__WHAT YOU ARE ASKED TO DO__
Using the data below, copy out all lines with the word "handle".

[Records from a collection]
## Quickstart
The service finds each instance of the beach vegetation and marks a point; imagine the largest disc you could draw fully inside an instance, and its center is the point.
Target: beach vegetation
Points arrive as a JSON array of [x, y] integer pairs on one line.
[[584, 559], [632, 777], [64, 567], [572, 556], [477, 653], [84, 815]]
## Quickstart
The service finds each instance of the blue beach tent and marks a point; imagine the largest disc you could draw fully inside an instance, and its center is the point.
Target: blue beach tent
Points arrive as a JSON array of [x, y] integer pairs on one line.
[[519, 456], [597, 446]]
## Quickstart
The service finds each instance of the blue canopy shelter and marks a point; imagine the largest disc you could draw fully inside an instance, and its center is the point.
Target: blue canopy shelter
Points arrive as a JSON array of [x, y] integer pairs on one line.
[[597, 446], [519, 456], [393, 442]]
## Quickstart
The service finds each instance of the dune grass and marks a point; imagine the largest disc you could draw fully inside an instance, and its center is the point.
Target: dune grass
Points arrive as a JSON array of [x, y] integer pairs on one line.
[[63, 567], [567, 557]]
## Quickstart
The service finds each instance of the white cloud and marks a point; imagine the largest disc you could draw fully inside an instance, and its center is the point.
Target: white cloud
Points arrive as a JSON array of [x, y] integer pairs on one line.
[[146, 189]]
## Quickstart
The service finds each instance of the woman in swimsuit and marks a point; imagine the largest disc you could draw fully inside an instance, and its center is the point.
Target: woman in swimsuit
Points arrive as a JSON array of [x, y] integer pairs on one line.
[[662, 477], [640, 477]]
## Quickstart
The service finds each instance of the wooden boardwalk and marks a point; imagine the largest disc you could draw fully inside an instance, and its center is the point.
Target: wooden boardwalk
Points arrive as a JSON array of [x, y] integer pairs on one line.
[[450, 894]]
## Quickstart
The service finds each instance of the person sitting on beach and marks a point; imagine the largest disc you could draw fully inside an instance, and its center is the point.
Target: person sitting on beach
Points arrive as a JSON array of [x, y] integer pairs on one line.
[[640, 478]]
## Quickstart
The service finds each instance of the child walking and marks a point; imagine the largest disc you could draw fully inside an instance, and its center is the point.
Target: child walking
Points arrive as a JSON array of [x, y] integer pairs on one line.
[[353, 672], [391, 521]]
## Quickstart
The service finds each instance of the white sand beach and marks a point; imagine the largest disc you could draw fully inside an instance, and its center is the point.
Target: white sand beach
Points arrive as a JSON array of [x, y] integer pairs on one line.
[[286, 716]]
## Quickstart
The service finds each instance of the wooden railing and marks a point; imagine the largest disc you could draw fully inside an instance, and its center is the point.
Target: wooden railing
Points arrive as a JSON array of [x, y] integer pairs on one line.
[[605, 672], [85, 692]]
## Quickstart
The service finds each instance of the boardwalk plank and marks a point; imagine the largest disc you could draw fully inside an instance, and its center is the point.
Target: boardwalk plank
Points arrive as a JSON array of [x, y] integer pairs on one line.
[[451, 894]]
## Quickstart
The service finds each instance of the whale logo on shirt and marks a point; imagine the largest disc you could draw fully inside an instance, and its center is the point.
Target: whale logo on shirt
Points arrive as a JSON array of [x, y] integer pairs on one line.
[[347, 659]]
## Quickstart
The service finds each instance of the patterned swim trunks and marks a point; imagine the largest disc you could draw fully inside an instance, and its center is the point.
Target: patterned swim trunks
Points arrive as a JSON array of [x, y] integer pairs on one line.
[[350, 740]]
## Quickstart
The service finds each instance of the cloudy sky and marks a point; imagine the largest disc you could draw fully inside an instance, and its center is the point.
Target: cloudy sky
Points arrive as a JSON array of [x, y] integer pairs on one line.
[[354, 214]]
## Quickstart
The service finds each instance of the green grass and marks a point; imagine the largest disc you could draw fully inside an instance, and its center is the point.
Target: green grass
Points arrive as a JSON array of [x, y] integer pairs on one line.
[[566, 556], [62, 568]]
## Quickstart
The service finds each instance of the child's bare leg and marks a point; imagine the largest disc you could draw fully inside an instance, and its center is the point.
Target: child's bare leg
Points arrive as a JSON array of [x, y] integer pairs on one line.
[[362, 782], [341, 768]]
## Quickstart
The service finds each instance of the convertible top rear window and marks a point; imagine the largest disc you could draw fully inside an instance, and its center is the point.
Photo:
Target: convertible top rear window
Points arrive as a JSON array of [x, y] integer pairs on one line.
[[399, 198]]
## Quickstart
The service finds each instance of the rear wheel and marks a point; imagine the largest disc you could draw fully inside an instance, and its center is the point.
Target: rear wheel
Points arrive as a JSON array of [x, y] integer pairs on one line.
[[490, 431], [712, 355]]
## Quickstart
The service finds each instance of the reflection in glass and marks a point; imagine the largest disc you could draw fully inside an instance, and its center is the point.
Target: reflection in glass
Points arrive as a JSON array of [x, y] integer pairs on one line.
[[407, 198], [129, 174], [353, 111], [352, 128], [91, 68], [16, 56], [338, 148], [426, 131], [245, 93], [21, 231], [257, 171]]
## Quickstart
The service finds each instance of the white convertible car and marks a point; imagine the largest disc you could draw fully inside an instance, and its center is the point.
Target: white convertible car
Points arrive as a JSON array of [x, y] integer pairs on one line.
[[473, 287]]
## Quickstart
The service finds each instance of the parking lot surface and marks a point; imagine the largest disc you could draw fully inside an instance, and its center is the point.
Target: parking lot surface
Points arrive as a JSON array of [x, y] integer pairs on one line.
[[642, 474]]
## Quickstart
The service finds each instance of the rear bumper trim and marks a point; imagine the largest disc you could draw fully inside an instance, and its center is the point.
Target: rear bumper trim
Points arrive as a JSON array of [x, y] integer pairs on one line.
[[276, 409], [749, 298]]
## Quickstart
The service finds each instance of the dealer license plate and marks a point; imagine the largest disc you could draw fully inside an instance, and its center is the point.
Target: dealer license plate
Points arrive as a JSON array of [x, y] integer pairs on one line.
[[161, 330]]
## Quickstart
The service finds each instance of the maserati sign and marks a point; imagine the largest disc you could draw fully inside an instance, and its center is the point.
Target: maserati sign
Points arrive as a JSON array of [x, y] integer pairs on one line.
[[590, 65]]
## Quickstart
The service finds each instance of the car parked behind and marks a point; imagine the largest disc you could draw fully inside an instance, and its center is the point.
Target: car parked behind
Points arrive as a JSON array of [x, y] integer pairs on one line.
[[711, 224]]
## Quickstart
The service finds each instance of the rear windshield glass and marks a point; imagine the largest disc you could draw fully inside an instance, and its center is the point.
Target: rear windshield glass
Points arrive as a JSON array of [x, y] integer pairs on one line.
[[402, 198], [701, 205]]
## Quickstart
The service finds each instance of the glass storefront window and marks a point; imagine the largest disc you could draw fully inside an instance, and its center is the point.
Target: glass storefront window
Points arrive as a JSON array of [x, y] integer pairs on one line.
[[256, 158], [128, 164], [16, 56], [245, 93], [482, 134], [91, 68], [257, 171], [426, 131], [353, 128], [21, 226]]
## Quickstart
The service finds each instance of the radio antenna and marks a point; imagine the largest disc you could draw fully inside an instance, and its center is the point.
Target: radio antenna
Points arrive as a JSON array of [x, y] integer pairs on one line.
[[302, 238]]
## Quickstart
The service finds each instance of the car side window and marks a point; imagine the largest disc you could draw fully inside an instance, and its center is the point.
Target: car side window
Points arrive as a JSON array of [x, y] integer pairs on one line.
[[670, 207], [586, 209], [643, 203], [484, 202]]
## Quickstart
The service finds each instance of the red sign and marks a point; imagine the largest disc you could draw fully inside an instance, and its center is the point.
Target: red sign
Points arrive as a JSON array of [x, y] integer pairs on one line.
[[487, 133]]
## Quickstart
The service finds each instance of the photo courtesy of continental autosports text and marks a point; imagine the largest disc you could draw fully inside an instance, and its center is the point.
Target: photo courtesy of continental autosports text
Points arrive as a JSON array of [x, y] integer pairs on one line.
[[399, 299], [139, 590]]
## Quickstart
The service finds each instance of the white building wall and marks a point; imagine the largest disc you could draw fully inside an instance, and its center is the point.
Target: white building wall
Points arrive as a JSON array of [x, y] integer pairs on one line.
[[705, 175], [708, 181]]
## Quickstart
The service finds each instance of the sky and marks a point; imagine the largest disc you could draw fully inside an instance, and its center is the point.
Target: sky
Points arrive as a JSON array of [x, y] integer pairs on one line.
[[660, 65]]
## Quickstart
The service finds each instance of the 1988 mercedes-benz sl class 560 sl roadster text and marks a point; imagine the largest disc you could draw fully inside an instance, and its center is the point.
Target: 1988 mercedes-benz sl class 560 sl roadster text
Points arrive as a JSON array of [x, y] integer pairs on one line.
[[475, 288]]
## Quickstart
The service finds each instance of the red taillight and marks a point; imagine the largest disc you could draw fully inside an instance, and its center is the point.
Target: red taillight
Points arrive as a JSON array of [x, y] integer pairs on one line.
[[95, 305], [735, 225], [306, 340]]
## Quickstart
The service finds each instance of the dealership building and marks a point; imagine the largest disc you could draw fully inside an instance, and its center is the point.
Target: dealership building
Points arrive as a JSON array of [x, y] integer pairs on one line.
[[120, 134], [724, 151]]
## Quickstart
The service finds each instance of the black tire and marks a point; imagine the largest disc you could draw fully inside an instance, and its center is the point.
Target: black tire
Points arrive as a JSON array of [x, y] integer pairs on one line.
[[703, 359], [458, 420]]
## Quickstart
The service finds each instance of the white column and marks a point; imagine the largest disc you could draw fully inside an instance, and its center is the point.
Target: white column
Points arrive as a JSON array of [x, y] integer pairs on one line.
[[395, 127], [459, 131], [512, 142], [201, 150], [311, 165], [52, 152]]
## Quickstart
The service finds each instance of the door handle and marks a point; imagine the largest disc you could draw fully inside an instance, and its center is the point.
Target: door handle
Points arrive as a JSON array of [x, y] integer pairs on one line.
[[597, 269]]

__OUTPUT BELOW__
The service finds each instance of the door handle and marks a point; imagine the largest disc you could draw fully inside an instance, and its center is the point.
Target: door handle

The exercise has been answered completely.